DESCRIPTION OF THE TASK: Copy out each line of the entries below that contains the word "white".

## Start PROVIDED RECORDS

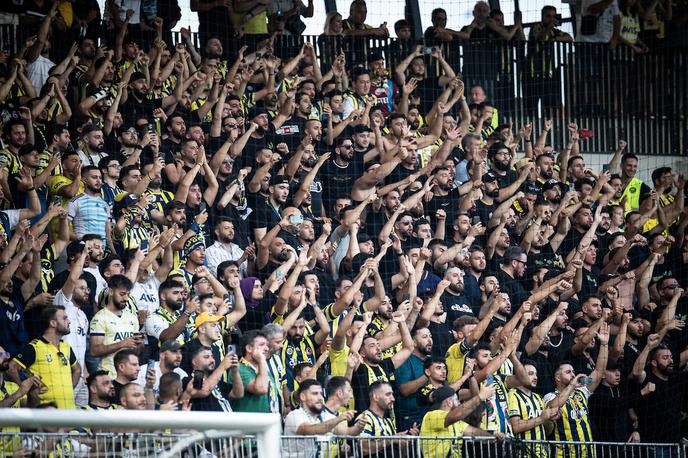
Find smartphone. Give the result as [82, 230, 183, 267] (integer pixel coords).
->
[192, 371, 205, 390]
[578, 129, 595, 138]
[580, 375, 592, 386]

## End PROVIDED RECORDS
## Start PROVIDED RECORDS

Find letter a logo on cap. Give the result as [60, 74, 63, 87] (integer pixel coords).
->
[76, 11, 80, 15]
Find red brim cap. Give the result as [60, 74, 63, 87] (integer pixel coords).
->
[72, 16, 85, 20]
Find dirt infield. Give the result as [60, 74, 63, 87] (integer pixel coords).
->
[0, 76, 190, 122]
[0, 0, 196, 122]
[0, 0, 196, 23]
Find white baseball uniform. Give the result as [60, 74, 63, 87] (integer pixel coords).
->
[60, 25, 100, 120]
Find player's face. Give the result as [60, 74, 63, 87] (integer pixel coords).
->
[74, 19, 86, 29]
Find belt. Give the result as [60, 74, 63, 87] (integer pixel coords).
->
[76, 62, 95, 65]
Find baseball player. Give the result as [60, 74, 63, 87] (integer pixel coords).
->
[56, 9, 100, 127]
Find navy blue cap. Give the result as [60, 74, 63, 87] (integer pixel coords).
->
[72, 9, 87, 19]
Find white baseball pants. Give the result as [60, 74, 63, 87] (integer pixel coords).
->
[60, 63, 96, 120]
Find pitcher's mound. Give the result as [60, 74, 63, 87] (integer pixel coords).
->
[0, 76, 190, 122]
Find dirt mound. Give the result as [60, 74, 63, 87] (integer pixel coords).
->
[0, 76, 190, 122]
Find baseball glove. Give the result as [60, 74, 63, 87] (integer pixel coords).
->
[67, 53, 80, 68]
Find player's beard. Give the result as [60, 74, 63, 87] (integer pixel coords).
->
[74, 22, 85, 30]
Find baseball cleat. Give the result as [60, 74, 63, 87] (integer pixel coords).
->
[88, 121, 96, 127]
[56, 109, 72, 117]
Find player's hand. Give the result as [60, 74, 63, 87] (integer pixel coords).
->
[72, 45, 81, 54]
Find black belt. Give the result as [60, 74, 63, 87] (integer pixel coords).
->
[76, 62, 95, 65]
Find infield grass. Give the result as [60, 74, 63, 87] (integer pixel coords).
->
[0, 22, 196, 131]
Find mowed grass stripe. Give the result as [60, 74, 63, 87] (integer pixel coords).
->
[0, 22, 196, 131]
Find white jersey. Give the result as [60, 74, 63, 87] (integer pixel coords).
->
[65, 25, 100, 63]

## End PROVIDED RECORDS

ANSWER TO THE PROBLEM:
Find white baseball uniform. Give the result as [60, 74, 63, 87] (integer pixel coords).
Find white baseball pants. Give the result as [60, 74, 63, 87] (integer pixel coords).
Find white jersey. Give the result as [60, 74, 63, 87] (integer pixel coords).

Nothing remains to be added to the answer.